- **Challenges**
- a) Please write out everything in the Science Inventory entry on mass peak profiling from "Grange, A H., W" down to "Laboratory 10(7):1,6-7, (1998).".
- b) In the Science Inventory entry on mass peak profiling, what technique is the most commonly used for analyzing samples from Superfund sites?
- c) Give what follows the final sentence of the Science Inventory entry on mass peak profiling.

- **Document extract**

□ □ □ □ □ □ □

Science Inventory

POWERFUL NEW TOOLS FOR ANALYZING ENVIRONMENTAL CONTAMINATION: MASS PEAK PROFILING FROM SELECTED-ION RECORDING DATA AND A PROFILE GENERATION MODEL

Citation:

Grange, A H., W C. Brumley, AND G W. Sovocool. POWERFUL NEW TOOLS FOR ANALYZING ENVIRONMENTAL CONTAMINATION: MASS PEAK PROFILING FROM SELECTED-ION RECORDING DATA AND A PROFILE GENERATION MODEL. American Environmental Laboratory 10(7):1,6-7, (1998).

Description:

Capillary gas chromatography with mass spectrometric detection is the most commonly used technique for analyzing samples from Superfund sites. While the U.S. EPA has developed target lists of compounds for which library mass spectra are available on most mass spectrometer data systems, only a small fraction of compounds generated in industrial processes are included in the libraries. Further, the low accuracy of the mass determined for ions can correspond to multiple elemental compositions. Finally, coelution of components can yield poor, multiple matches with library mass spectra. Consequently, comparison of mass spectra with those in libraries cannot identify most components in these complex samples. This applications note discusses a new mass spectrometric approach that overcomes these deficiencies by determining unique compositions for ions, which can lead to identification of otherwise analytically problematic pollutants.

□ □ □ □ □ □ □

- **Stored records**
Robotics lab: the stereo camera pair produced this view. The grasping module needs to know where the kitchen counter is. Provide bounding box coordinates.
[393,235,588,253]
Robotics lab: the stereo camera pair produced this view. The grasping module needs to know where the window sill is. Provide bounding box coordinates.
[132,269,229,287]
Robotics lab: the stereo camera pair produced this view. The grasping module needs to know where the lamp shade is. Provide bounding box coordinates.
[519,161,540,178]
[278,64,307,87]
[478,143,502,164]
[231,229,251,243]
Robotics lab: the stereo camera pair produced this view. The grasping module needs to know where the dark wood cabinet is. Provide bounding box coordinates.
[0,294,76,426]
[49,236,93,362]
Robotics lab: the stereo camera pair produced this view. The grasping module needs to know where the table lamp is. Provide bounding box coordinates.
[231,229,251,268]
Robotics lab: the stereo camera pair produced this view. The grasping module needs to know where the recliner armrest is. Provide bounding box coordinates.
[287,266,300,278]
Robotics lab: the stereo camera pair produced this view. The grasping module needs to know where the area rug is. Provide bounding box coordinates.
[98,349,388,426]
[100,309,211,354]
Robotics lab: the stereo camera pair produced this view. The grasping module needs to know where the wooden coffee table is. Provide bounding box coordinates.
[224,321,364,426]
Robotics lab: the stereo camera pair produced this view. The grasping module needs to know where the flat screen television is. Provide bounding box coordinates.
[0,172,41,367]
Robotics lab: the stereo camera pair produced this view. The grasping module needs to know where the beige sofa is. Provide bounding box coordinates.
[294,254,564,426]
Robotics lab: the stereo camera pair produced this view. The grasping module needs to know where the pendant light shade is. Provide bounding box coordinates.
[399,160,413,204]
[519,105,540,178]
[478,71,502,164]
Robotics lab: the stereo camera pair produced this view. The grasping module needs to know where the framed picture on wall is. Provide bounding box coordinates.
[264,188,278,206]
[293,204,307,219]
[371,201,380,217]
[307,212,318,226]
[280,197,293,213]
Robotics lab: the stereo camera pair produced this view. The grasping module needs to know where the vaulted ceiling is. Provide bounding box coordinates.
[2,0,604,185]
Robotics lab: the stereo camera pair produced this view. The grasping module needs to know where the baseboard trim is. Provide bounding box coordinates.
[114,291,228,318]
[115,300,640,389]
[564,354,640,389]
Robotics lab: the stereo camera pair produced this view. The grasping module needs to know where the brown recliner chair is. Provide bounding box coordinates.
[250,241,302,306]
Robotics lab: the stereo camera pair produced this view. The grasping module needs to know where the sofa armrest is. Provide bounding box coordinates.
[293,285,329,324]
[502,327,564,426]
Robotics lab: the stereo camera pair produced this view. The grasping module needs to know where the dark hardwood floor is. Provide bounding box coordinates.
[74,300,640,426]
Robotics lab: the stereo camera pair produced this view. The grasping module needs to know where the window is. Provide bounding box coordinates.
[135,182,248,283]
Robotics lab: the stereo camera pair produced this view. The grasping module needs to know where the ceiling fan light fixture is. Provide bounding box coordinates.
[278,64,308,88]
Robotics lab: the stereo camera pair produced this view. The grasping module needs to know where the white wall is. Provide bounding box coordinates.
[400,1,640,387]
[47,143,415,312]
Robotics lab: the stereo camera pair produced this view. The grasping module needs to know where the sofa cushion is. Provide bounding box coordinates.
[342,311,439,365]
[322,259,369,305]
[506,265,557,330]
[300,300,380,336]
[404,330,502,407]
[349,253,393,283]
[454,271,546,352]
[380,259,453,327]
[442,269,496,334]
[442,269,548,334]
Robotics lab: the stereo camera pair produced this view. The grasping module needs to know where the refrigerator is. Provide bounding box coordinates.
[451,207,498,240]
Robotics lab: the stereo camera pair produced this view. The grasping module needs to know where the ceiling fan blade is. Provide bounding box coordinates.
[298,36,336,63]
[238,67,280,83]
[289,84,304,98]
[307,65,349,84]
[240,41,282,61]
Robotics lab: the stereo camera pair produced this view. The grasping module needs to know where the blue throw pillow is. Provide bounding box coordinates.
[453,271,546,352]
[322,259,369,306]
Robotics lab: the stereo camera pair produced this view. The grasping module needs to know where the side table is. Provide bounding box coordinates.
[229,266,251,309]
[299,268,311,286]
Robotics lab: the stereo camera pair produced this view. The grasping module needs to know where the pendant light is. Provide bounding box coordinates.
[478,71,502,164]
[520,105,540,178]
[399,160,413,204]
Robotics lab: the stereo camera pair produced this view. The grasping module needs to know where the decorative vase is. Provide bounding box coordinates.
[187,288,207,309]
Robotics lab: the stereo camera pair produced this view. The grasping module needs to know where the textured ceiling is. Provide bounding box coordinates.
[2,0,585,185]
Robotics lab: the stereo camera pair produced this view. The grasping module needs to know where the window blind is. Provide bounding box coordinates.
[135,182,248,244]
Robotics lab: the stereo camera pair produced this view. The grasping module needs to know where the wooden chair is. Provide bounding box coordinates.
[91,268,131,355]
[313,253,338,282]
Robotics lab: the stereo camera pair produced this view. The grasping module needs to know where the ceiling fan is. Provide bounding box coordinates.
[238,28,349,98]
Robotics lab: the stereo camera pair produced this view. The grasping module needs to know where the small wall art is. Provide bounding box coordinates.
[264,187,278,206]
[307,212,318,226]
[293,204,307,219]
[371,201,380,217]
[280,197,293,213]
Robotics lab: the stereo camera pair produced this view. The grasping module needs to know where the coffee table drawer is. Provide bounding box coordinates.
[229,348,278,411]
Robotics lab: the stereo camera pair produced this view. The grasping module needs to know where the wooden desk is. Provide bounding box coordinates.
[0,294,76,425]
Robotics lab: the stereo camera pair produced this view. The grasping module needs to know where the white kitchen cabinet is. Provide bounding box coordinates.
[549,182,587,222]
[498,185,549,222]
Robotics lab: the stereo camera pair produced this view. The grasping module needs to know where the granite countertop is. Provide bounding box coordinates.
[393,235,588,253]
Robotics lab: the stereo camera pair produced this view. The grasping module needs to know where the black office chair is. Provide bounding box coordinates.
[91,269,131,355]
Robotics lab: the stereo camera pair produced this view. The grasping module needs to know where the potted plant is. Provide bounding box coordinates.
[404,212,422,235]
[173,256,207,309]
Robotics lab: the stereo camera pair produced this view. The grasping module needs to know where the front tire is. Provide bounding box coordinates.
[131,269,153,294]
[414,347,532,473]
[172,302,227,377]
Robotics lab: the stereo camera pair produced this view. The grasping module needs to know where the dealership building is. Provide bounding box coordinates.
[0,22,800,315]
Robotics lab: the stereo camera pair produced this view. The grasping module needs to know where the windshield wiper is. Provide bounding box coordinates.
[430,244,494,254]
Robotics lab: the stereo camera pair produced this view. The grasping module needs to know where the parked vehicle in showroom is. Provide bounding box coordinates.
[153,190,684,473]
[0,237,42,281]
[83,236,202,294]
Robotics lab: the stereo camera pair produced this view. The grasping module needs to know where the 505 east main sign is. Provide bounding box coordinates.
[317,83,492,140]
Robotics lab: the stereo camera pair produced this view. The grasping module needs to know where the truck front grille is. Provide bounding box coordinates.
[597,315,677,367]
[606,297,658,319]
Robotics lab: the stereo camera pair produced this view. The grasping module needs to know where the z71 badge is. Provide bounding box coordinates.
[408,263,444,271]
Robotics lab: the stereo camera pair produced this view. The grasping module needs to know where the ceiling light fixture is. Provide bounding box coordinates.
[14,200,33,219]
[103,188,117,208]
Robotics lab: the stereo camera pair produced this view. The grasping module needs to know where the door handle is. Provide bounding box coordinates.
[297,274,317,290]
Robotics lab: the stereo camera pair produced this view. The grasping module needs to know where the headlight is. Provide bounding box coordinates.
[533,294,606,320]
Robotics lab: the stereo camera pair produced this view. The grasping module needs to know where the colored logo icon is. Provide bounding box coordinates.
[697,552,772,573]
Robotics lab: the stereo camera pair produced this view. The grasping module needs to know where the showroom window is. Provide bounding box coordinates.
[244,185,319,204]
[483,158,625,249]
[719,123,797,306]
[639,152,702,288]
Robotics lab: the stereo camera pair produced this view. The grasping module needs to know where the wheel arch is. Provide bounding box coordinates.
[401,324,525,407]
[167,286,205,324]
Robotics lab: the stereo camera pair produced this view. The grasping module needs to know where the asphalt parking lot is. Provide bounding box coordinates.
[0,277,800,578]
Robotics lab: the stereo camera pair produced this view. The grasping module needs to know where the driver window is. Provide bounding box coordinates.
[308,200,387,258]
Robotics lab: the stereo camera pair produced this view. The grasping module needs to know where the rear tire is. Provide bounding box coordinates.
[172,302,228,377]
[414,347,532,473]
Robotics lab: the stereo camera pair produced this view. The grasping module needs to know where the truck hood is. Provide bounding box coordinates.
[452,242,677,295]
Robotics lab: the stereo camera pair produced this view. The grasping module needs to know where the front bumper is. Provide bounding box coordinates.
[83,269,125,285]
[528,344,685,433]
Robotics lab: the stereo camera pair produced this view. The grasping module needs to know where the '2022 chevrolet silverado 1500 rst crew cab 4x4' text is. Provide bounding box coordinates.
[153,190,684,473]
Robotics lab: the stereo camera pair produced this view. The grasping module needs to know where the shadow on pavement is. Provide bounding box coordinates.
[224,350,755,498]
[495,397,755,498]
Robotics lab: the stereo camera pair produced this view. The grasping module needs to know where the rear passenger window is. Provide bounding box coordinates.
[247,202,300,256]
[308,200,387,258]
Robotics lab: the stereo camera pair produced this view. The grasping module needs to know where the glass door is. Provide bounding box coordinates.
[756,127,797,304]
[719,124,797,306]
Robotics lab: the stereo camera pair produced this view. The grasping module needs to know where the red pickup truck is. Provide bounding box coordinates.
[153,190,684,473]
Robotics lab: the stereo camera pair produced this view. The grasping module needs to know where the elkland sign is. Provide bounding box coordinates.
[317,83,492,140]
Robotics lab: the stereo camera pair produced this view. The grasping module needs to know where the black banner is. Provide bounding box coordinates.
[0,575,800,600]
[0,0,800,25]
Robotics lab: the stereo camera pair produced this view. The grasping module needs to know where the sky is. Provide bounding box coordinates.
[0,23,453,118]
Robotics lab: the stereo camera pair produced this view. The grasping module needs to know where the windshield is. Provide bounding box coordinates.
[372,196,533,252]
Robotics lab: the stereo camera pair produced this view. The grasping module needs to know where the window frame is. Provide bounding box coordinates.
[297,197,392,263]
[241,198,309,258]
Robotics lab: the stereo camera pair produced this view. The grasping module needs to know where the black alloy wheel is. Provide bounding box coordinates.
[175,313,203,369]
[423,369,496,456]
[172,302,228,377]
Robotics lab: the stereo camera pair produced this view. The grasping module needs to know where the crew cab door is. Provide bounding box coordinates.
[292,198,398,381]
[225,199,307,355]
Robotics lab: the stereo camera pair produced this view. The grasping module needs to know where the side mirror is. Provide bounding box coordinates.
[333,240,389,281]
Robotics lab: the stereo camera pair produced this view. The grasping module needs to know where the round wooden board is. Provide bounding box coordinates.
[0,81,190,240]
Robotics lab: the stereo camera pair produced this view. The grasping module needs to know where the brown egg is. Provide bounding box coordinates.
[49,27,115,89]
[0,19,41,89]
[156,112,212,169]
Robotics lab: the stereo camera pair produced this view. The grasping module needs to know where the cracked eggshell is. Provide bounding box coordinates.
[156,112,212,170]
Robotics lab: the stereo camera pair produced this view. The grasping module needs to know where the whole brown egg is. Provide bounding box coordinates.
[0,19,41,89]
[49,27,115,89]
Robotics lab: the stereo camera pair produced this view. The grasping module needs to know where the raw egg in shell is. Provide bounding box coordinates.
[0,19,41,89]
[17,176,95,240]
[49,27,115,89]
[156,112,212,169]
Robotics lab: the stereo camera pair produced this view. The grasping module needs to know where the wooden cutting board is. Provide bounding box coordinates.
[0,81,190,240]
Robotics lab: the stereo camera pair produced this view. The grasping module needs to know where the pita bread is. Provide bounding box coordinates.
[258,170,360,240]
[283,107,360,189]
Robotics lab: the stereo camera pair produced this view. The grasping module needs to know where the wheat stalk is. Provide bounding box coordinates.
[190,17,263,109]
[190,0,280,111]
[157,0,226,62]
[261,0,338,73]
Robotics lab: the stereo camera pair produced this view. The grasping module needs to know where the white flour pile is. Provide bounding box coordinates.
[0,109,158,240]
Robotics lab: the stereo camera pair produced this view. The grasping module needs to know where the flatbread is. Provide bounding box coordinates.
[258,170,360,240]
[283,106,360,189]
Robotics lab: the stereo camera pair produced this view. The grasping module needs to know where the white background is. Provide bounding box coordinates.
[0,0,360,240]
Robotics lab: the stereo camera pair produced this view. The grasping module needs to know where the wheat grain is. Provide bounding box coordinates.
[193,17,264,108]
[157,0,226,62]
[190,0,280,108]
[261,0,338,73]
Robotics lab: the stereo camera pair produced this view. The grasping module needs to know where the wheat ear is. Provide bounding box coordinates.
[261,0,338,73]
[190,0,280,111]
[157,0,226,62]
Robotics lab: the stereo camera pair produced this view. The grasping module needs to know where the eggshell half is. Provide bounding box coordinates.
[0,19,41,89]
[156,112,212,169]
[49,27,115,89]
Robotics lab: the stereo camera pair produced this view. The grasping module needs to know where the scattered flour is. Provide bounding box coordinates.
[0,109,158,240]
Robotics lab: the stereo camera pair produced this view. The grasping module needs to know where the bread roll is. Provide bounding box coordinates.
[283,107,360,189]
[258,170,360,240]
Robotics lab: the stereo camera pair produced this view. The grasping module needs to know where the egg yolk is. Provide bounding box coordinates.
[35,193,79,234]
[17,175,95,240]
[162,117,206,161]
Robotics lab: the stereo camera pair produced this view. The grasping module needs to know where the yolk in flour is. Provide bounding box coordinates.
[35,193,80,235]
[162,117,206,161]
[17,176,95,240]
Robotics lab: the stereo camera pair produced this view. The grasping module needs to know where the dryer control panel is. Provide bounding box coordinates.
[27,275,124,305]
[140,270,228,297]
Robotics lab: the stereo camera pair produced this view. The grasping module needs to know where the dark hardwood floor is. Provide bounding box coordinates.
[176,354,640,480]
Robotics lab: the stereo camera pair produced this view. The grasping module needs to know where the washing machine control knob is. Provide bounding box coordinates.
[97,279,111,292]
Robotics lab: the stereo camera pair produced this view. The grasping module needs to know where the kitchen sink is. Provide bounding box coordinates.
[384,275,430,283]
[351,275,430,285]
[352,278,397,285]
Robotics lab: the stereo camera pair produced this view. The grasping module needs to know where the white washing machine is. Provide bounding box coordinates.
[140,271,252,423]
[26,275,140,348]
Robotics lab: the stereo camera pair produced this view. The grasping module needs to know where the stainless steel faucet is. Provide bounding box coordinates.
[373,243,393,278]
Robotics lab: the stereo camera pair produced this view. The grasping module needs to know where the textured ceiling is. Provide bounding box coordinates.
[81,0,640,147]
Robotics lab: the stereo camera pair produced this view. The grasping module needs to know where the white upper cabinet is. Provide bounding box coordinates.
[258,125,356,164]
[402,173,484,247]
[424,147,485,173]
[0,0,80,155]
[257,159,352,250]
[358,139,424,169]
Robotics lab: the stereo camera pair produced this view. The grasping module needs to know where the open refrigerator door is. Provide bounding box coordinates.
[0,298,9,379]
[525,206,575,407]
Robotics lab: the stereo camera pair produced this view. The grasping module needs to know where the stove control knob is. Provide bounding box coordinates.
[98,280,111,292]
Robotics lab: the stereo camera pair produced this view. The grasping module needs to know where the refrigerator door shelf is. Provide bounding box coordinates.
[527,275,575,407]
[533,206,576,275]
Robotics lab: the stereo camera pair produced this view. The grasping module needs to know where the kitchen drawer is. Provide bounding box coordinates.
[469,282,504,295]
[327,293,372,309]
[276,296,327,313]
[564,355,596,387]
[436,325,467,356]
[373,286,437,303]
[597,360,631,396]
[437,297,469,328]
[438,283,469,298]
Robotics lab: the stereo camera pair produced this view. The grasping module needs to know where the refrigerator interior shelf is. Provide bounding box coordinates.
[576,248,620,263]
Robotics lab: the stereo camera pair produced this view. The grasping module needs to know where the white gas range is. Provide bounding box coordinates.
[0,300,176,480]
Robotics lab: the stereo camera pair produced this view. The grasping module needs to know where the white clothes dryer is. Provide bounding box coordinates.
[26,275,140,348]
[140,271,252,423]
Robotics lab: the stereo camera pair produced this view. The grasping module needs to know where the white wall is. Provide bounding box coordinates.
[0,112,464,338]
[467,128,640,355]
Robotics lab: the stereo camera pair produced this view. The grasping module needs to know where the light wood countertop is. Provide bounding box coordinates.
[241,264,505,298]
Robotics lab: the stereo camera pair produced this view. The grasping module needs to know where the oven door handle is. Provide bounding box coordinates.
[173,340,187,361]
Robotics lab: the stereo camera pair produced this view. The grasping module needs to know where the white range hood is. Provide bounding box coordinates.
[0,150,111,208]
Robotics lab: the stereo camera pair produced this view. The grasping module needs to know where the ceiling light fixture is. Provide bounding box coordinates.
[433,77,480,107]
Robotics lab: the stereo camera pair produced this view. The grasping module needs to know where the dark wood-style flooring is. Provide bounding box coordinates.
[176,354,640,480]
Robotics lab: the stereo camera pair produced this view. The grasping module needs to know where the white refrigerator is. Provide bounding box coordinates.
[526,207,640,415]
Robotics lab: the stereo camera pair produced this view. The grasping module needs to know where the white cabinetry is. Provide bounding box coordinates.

□ □ □ □ □ □ □

- **Task-by-task results**
- a)
Grange, A H., W C. Brumley, AND G W. Sovocool. POWERFUL NEW TOOLS FOR ANALYZING ENVIRONMENTAL CONTAMINATION: MASS PEAK PROFILING FROM SELECTED-ION RECORDING DATA AND A PROFILE GENERATION MODEL. American Environmental Laboratory 10(7):1,6-7, (1998).

- b) Capillary gas chromatography with mass spectrometric detection.

- c)
In principle, high-resolution mass spectrometry could be used to determine the exact mass of the molecular ion (M+) from each component, which, if known within narrow error limits, would provide the elemental composition of each compound. The elemental composition of M+ excludes library matches having other compositions and limits a compound's identity to a finite number of isomers. The compositions of fragment ions, and neutral losses determined from their exact masses, can greatly reduce the number of possible isomers, especially when fragment ions characteristic of specific moieties are observed.

Record Details:

Record Type:DOCUMENT( JOURNAL/ NON-PEER REVIEWED JOURNAL)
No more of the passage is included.